#### Material supplied ####

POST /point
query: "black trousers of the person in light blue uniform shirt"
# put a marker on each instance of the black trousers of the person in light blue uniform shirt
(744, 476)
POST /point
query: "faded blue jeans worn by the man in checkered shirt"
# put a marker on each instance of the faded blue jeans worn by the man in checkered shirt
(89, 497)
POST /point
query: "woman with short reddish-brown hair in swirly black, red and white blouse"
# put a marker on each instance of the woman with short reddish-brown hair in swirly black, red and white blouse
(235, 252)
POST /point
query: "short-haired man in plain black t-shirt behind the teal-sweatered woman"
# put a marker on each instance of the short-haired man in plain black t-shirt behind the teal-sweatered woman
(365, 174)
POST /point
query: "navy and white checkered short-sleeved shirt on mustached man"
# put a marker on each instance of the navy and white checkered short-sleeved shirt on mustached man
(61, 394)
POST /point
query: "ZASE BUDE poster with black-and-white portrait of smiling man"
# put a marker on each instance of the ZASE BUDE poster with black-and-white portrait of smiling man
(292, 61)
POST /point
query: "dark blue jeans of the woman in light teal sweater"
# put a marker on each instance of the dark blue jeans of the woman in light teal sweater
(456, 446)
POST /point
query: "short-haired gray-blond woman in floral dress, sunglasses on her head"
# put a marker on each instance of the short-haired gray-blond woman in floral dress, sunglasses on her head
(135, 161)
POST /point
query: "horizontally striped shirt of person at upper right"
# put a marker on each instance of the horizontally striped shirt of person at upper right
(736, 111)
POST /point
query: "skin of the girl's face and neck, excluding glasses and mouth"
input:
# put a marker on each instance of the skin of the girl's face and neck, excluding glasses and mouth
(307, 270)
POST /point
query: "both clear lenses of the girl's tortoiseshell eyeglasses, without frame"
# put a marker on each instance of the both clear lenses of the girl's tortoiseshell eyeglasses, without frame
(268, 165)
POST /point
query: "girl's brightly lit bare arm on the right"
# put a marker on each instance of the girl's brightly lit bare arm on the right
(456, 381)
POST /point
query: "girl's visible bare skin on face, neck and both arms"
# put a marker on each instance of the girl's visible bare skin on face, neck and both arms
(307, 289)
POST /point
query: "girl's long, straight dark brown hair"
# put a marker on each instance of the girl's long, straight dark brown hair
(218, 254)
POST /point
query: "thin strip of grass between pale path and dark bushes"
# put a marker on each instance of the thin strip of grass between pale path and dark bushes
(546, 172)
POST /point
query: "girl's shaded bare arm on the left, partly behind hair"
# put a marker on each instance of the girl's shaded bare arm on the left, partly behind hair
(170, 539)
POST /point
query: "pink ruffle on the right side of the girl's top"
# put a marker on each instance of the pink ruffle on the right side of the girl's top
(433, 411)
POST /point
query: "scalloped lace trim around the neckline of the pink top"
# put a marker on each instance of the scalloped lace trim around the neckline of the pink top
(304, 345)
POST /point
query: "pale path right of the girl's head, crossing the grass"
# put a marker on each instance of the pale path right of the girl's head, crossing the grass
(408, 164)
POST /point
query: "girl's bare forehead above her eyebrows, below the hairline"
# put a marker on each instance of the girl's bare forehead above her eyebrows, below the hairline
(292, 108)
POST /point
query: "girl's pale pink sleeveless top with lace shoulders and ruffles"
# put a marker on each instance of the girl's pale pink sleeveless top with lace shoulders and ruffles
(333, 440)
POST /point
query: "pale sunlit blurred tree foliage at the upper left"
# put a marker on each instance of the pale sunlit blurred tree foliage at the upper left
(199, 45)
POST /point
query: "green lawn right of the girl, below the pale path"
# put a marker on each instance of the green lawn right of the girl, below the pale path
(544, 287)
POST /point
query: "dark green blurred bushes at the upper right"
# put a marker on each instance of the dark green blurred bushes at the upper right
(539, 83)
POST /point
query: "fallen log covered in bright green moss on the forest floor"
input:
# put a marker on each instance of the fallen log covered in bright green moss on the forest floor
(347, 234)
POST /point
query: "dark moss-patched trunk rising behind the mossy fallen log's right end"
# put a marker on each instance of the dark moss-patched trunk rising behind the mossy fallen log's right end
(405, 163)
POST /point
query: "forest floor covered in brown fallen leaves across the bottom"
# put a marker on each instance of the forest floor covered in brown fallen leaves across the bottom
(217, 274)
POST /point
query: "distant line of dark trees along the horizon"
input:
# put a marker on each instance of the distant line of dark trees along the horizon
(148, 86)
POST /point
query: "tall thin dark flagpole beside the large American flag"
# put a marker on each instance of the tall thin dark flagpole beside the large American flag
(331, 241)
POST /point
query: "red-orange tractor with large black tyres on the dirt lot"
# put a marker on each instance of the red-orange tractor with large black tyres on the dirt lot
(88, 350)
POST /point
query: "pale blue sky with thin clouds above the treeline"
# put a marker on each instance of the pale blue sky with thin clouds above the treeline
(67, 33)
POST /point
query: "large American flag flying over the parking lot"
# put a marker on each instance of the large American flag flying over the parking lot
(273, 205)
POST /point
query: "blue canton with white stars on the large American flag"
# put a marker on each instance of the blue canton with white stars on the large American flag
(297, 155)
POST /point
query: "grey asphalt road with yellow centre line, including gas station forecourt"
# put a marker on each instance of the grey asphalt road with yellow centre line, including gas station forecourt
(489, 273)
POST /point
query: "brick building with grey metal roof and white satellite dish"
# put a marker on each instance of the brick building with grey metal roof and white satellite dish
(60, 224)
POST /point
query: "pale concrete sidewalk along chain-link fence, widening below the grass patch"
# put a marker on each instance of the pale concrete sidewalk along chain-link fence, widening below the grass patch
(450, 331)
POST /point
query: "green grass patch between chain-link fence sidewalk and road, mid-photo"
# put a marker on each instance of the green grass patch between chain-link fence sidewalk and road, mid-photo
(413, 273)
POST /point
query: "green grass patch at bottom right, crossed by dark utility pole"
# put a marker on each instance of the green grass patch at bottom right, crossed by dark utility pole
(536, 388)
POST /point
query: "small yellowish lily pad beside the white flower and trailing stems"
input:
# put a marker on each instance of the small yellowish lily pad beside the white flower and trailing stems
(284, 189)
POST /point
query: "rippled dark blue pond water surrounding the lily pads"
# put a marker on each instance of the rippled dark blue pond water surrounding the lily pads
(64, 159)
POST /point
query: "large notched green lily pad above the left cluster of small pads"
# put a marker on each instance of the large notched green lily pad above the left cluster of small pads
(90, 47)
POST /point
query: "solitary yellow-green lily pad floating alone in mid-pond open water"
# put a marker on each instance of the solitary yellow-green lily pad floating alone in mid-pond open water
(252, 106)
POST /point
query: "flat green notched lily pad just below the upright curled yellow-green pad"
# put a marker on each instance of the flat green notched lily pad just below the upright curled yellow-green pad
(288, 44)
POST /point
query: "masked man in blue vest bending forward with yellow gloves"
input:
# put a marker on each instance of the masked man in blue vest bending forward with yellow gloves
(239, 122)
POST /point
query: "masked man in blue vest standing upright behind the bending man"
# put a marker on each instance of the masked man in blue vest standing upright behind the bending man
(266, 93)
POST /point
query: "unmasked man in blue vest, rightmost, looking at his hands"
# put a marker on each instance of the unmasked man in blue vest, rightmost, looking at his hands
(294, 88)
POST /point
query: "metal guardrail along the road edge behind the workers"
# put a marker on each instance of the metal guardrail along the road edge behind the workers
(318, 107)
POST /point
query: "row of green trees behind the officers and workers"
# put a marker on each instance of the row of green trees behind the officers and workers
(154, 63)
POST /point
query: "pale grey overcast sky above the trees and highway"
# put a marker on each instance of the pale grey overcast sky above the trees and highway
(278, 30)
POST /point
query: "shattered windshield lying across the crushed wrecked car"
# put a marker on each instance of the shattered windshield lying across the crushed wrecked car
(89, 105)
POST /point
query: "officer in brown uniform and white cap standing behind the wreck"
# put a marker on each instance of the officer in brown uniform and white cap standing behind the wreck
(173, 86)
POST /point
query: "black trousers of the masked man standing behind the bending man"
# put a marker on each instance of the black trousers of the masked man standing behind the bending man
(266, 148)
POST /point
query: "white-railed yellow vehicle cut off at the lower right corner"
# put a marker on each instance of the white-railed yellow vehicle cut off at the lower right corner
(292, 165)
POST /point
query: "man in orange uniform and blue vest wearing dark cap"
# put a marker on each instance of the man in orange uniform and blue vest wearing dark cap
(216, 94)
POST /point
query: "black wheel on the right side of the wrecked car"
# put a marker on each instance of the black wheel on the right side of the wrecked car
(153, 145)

####
#### Material supplied ####

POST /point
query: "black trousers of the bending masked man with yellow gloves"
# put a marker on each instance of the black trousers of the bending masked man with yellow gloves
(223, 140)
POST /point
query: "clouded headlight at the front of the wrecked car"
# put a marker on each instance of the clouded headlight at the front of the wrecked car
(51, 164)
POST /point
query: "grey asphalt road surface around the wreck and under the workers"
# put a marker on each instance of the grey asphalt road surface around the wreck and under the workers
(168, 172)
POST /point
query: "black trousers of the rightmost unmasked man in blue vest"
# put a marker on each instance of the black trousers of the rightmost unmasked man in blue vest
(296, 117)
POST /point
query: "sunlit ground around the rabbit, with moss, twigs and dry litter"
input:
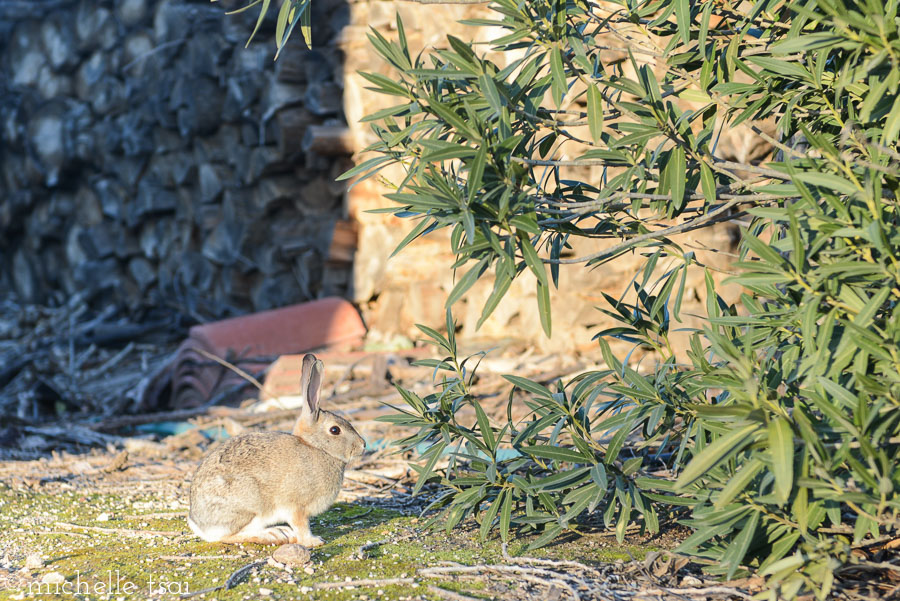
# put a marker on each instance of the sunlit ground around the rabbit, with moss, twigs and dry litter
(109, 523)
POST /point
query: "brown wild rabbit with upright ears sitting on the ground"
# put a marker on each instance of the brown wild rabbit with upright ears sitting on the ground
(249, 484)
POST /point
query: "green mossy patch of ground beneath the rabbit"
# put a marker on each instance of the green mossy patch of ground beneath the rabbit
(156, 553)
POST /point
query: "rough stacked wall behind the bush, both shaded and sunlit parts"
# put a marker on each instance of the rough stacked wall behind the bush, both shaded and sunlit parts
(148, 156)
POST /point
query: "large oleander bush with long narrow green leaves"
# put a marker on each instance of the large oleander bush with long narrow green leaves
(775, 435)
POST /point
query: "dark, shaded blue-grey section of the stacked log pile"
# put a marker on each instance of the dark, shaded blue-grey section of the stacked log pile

####

Tell how many lines of the data above include the string "pile", with no other text in the answer.

2